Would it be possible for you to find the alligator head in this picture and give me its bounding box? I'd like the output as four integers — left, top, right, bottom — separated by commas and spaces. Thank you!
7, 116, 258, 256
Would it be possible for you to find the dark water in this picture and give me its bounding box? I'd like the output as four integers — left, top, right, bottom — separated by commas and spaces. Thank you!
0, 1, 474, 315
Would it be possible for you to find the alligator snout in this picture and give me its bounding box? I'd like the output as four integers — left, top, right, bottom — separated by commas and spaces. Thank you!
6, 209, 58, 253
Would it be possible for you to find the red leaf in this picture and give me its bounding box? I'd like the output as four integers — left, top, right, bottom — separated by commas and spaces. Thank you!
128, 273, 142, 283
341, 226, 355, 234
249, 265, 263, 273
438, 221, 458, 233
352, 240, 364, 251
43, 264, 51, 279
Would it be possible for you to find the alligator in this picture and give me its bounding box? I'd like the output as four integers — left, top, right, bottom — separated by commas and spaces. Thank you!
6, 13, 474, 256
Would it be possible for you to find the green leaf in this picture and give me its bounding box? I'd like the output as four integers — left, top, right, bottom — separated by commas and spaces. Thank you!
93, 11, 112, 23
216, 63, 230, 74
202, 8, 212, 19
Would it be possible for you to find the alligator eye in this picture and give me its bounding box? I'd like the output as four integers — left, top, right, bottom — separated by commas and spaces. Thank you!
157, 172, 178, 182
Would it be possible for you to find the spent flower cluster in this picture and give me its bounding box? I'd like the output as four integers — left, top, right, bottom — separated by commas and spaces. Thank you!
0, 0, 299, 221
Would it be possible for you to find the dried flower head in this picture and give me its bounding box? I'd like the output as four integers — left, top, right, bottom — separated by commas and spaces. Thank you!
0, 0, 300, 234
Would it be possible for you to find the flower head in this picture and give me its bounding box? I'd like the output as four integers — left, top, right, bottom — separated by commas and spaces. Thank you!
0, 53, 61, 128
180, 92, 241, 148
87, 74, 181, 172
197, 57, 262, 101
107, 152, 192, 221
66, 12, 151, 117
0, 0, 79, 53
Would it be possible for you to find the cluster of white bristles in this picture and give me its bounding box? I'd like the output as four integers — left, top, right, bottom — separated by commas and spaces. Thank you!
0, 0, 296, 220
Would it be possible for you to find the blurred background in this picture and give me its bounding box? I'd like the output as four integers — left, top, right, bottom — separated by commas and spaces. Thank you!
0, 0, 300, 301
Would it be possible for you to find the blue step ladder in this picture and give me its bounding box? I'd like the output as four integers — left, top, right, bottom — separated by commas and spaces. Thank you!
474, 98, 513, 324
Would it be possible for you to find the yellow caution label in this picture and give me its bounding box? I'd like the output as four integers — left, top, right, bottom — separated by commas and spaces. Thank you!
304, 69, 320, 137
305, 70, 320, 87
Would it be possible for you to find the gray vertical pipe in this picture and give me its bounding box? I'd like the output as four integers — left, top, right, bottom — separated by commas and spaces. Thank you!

------------

Problem statement - Convert the records above into a JSON list of strings with one string per line, leaving out blank lines.

Response -
[
  "Would it be possible for you to find the alligator head in this picture and give me its bounding box? I'd like the output as four integers — left, top, right, bottom — separated by commas and spaces. Thank you!",
  "7, 116, 258, 256",
  "Would it be possible for you to find the dark water in this picture and give me its bounding box? I'd like the output as four integers — left, top, right, bottom — separated by commas and spaces. Thank you!",
  "0, 1, 474, 315",
  "Would it be possible for you to find the alligator snout in this picture and give me its bounding box? I'd like the output as four integers — left, top, right, bottom — separated by commas and spaces. Thank you!",
  "6, 209, 58, 253",
  "Would it be possible for you to find the red leaf in this picture and give me its bounding box? I'd like the output as four integers — left, top, right, bottom — separated by commas and spaces. Thank you!",
  "128, 273, 142, 283",
  "341, 226, 355, 234",
  "249, 265, 263, 273",
  "438, 221, 458, 233",
  "352, 240, 364, 251",
  "43, 264, 51, 279",
  "Would it be possible for you to find the alligator in this picture and give me its bounding box? I'd like the output as four integers — left, top, right, bottom — separated by commas and spaces. Thank you!",
  "6, 13, 474, 256",
  "Would it be possible for you to find the green leaf in this picture and give me its bounding box? I'd like the output as four integers — left, top, right, bottom — separated by commas and spaces. Thank you!",
  "93, 11, 112, 23",
  "216, 63, 230, 74",
  "202, 8, 212, 19",
  "Would it be possible for you to find the alligator eye in this picture and give me its bounding box? I'd like the output as four integers — left, top, right, bottom — separated by commas and spaces. Thank you!",
  "157, 172, 178, 182",
  "Would it be possible for you to find the spent flower cluster in this picture and give me its bounding box? I'd like the output as four integers — left, top, right, bottom — separated by commas and spaces. Thank you!",
  "0, 0, 299, 221",
  "Would it be possible for you to find the dried flower head in this picture and give me its bounding box? I'd like the output as four integers — left, top, right, bottom — separated by commas and spaces. Thank you!",
  "0, 0, 300, 234",
  "Would it be possible for you to find the flower head in this picture and give me its bounding box? I'd like the output as four integers — left, top, right, bottom — separated by commas and spaces. Thank you!",
  "0, 53, 61, 128",
  "180, 92, 241, 148",
  "87, 74, 181, 172",
  "197, 57, 262, 101",
  "107, 152, 192, 221",
  "66, 12, 151, 117",
  "0, 0, 79, 53",
  "Would it be possible for you to find the cluster of white bristles in this picture and give me its bounding box? I'd like the output as four integers — left, top, right, bottom — separated by commas and spaces. Thank you!",
  "0, 0, 296, 220",
  "Would it be possible for you to find the blurred background in this picture and give me its bounding box? I'd like the output as four integers — left, top, right, bottom — separated by commas and spaces. Thank you!",
  "0, 0, 300, 301",
  "Would it be possible for you to find the blue step ladder in this picture and give me its bounding box? I'd like the output as four integers — left, top, right, bottom — separated by commas and spaces. Thank you!",
  "474, 98, 513, 324",
  "Would it be possible for you to find the yellow caution label in this picture and give me its bounding box? I'd like the output as four integers — left, top, right, bottom — separated by commas and spaces. Thank you!",
  "304, 69, 320, 137",
  "305, 70, 320, 87",
  "Would it be possible for you to find the gray vertical pipe in this picture and give me its bounding box? I'd like the output as four integers — left, top, right, bottom — separated by commas and spaces. Thank you!"
]